**INPUT RECORDS**
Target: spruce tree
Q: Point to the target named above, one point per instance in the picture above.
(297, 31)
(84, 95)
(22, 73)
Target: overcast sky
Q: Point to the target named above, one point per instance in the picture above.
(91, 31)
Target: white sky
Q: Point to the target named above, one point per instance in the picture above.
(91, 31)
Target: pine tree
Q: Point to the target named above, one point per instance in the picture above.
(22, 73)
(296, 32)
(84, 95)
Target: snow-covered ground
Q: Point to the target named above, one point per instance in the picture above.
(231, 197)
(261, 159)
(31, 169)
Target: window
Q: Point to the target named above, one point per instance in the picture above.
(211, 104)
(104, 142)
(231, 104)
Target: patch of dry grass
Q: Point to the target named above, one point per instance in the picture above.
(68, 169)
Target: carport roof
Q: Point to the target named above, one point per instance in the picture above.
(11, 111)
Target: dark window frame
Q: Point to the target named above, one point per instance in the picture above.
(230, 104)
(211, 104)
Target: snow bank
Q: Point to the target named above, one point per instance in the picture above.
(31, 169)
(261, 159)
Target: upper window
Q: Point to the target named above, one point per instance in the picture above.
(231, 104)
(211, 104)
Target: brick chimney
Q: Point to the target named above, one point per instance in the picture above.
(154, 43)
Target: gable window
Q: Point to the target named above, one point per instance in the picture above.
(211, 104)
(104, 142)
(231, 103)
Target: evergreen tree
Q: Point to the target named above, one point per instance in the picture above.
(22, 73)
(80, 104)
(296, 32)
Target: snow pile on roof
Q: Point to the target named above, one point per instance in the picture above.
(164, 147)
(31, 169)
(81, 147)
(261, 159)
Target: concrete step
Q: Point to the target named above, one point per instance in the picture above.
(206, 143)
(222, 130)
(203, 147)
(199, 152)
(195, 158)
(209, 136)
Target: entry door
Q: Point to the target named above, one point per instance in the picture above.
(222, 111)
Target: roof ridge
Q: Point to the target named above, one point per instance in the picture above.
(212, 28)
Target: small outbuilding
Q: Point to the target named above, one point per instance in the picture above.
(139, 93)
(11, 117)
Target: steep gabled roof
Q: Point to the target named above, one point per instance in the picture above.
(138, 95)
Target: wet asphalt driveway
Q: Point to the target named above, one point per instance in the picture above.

**EXERCISE**
Everything from the line that has "Target: window" to the final line above should be retyped exactly, and nothing else.

**WRITTEN RESPONSE**
Target: window
Q: Point to the target named above, one point per instance in the picture above.
(211, 104)
(104, 142)
(231, 104)
Target: patch of dry grass
Q: Point to the target named above, one point per instance in the picture above.
(68, 169)
Target: carport roof
Q: Point to the target named above, one point per instance in the picture above.
(11, 111)
Target: dark window frame
Q: Point to the target named above, one point per instance in the picture above.
(230, 104)
(211, 104)
Target: snow bank
Q: Point to the target named above, one point per instance in the picture above.
(31, 169)
(261, 159)
Target: upper window
Q: Point to the target named above, one point per instance in the picture above.
(231, 104)
(211, 104)
Target: brick chimney
Q: Point to the target named above, one point per instance in the picture above.
(154, 43)
Target: gable window
Q: Point to the target named above, one point per instance in the picture above.
(211, 104)
(104, 142)
(231, 103)
Target: evergreen tree
Q: Point to the target named above, one point per instance in the picture above.
(22, 73)
(80, 104)
(296, 32)
Target: snow pile on roof
Q: Point to the target named above, one point per instance in the picture above.
(164, 147)
(31, 169)
(81, 147)
(261, 159)
Target: concrete step
Q: Point to the target named above, one point per instance in the picture above.
(206, 143)
(222, 130)
(203, 147)
(199, 152)
(195, 158)
(209, 136)
Target: entry door
Q: Point to the target named above, one point per instance in the picture above.
(222, 111)
Target: roof ridge
Q: Point to the target named above, one point per instance in the picture above.
(212, 28)
Target: small outbuilding
Q: Point to the target named above, one point per instance in the picture above.
(139, 93)
(11, 117)
Target: steep gabled roof
Q: Point to the target named above, one point per instance in the picture above.
(138, 95)
Target: wet asphalt driveway
Q: Point to the target named above, one point per instance in the picture above.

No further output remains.